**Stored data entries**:
________________

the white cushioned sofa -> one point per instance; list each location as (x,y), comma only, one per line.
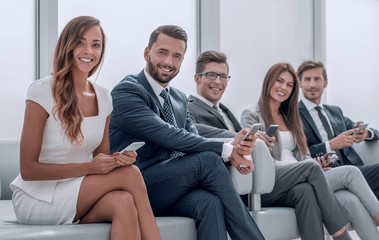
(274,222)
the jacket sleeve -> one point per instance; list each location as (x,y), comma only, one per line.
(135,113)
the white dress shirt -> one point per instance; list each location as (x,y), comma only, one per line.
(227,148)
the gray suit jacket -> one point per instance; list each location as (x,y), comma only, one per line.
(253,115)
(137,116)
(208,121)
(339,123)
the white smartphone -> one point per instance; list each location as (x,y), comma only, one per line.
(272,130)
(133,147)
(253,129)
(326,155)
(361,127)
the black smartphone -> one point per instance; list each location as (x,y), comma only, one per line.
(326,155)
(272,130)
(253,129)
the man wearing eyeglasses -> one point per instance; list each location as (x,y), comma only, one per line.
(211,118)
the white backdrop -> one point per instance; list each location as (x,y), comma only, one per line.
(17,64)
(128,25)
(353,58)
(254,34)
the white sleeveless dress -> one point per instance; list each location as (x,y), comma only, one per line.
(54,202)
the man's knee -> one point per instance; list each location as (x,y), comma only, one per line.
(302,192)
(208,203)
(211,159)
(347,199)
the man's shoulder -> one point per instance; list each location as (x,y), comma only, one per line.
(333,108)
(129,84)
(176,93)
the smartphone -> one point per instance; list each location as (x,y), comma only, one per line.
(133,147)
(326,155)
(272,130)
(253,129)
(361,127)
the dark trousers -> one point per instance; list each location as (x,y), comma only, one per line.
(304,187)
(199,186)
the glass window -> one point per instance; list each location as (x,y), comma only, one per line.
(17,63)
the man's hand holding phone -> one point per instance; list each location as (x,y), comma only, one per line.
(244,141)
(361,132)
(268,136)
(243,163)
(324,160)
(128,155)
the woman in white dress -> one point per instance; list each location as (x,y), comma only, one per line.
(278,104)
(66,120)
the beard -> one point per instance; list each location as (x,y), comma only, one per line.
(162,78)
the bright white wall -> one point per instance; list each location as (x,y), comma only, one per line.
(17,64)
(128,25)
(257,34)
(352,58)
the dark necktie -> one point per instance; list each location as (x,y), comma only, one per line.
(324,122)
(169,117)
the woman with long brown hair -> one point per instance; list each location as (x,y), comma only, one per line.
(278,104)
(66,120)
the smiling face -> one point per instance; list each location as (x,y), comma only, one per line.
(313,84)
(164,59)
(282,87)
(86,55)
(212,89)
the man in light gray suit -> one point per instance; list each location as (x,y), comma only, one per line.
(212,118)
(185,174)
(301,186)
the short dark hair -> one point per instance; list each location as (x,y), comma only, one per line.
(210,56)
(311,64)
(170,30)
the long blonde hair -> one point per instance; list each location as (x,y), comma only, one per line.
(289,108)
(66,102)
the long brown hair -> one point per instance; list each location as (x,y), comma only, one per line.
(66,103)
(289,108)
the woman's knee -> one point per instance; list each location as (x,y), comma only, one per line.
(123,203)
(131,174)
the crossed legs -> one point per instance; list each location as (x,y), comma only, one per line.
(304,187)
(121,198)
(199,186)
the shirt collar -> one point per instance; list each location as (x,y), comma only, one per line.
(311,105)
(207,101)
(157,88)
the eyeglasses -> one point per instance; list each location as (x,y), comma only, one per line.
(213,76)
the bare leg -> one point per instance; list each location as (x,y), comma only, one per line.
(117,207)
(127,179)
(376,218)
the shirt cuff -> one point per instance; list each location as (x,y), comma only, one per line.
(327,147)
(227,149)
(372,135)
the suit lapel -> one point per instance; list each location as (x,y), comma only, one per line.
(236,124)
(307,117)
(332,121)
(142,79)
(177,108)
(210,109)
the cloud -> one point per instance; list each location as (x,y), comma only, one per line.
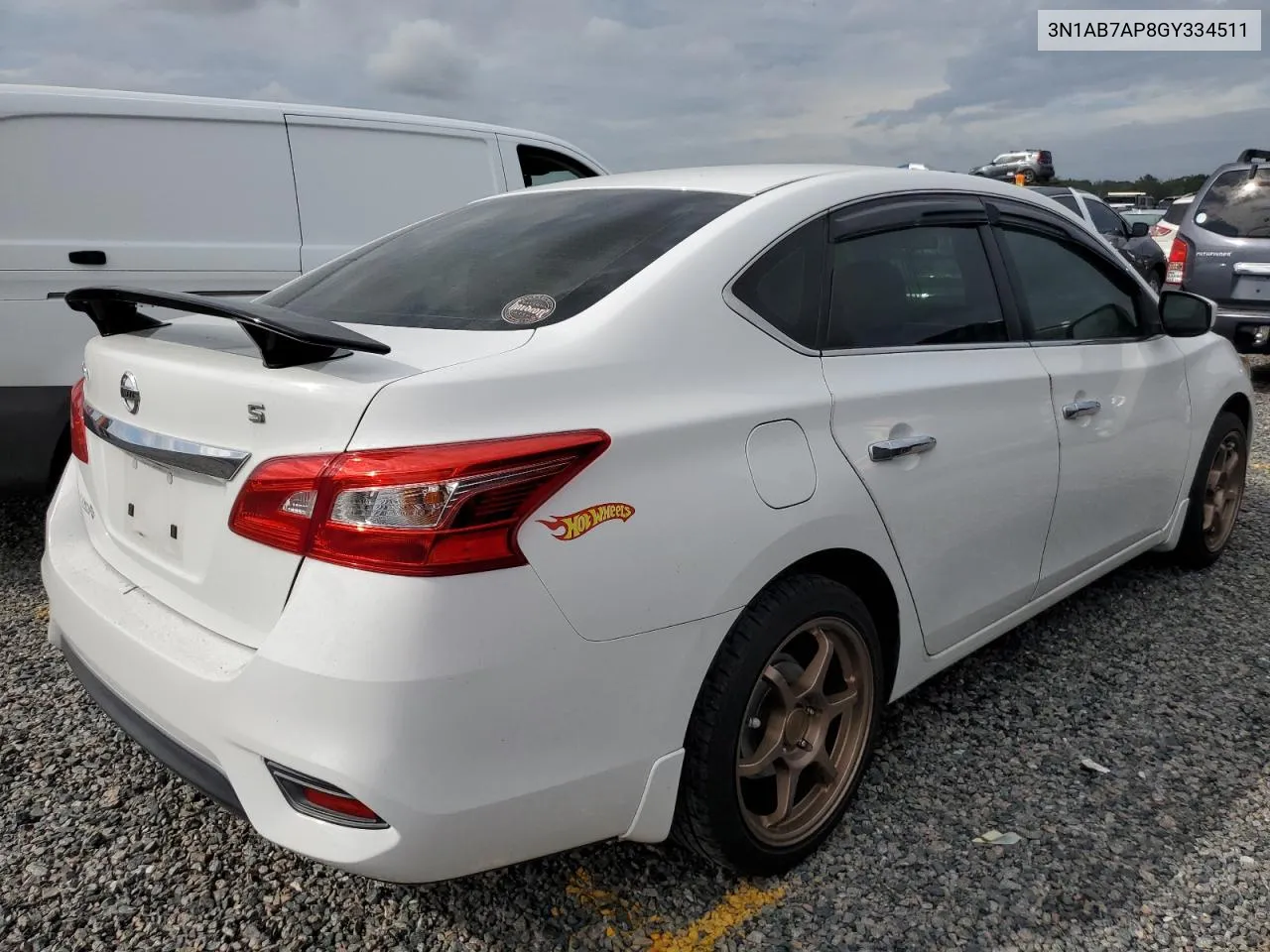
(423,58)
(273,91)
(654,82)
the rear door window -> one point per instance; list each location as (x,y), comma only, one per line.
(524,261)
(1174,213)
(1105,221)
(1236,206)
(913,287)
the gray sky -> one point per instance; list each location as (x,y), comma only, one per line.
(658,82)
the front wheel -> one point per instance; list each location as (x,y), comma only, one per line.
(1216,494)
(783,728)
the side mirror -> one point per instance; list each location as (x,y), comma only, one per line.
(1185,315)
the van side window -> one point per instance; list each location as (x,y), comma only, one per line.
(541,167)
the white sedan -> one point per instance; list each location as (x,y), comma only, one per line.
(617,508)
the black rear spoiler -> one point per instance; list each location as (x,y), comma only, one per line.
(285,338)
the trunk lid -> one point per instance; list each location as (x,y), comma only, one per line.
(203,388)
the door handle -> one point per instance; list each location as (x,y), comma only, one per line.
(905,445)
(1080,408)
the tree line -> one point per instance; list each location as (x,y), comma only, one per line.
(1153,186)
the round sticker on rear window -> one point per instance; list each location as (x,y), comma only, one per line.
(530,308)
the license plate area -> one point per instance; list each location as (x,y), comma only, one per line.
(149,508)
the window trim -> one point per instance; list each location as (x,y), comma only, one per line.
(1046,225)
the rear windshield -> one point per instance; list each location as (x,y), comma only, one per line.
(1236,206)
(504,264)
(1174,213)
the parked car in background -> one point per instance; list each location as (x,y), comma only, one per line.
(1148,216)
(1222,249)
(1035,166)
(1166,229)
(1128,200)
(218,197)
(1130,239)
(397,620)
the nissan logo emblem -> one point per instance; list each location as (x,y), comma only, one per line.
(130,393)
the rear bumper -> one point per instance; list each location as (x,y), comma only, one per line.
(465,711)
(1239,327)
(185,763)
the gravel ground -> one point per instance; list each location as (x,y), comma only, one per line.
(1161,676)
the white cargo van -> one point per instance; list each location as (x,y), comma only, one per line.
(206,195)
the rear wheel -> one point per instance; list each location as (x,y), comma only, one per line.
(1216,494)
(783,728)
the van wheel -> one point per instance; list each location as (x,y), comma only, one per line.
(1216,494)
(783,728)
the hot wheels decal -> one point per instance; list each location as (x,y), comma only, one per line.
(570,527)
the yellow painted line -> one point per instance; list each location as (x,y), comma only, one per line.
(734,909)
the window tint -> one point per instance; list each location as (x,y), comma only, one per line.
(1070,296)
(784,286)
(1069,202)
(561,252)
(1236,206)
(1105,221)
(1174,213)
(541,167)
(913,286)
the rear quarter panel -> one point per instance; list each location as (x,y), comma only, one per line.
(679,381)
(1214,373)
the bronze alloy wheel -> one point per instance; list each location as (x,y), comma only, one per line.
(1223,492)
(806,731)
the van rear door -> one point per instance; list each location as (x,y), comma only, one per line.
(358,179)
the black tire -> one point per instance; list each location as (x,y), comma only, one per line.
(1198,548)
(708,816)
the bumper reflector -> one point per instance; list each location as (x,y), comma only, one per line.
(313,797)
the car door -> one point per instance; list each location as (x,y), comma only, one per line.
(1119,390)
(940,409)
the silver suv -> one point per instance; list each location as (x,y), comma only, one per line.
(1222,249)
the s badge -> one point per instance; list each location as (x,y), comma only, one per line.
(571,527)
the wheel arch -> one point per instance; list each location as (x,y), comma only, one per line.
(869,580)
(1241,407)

________________

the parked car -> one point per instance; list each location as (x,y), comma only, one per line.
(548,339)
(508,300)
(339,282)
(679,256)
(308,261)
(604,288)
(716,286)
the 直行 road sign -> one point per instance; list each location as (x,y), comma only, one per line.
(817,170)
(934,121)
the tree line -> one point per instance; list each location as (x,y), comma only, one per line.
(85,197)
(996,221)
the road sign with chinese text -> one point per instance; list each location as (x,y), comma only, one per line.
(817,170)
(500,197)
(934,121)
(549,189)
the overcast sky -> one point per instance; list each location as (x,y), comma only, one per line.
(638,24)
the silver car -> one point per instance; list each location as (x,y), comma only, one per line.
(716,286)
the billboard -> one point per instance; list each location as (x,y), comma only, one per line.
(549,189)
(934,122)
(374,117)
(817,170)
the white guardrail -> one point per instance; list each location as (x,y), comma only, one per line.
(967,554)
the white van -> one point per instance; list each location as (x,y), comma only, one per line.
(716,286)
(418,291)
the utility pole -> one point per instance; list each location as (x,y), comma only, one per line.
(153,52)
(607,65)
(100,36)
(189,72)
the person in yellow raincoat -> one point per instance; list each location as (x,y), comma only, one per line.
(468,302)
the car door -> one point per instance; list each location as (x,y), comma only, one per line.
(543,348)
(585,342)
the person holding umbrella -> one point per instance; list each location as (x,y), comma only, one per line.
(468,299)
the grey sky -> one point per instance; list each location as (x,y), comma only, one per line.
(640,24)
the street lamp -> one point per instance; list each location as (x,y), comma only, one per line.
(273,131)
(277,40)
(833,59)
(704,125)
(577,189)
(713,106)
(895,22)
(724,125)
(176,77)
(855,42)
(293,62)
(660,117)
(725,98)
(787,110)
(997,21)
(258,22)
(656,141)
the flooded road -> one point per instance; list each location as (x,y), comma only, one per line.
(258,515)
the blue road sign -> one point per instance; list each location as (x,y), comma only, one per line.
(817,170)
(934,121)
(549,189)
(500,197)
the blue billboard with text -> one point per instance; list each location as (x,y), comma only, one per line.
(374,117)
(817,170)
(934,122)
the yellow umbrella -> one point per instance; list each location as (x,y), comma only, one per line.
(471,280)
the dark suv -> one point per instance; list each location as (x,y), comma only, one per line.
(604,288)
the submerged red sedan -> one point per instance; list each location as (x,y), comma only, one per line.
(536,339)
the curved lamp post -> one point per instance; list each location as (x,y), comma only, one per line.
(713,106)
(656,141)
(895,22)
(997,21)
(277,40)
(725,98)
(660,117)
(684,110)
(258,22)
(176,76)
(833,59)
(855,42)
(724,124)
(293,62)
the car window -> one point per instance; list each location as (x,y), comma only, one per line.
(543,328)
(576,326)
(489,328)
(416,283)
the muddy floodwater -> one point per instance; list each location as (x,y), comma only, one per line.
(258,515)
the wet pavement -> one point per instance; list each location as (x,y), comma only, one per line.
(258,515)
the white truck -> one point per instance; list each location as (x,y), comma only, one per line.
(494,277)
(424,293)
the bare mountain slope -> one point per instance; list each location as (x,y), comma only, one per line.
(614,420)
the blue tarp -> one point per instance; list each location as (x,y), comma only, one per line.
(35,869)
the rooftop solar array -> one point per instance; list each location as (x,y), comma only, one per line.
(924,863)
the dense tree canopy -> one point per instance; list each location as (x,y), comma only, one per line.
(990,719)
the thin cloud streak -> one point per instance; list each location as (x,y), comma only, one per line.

________________

**How to complete this task**:
Above are the records; copy exactly the lines from the line with "the yellow umbrella" through the line with "the thin cloud", both included.

**Exercise solution**:
the yellow umbrella -> one point per instance; list each location as (x,y), comma only, one per line.
(471,280)
the dark suv -> one point per instance; list each location as (x,y), comma only, one per line.
(604,288)
the submerged red sedan -> one point per instance; list each location as (x,y), comma only, one per line.
(536,339)
the curved lamp post -> one point per instance; list each location as (x,y), comma only, one per line.
(713,106)
(656,141)
(895,22)
(997,21)
(277,40)
(725,98)
(660,117)
(684,110)
(258,22)
(176,76)
(833,59)
(855,42)
(724,124)
(293,62)
the car window -> one point per instance; list each location as (x,y), comma only, one per line.
(543,328)
(576,326)
(489,328)
(416,283)
the muddy floodwater -> one point per instance; list each location as (x,y), comma only, one per line.
(258,515)
the wet pavement -> one point per instance; list each location as (x,y), comma only, one per line.
(258,515)
the white truck -> one point per instance; list each location as (x,y), comma only, one per line.
(494,277)
(424,293)
the bare mountain slope -> one point per instance; list each location as (x,y), comma only, one per line.
(614,420)
the blue tarp -> one point per instance; list each location as (x,y), comma only, one per line.
(35,869)
the rooftop solar array -> one point per instance; list each location as (x,y), comma only, one per line.
(924,863)
the dense tree canopy -> one point per instance; list each location as (x,y), comma only, one per line.
(990,719)
the thin cloud streak -> one point per instance; list each location as (x,y), comma only, one per line.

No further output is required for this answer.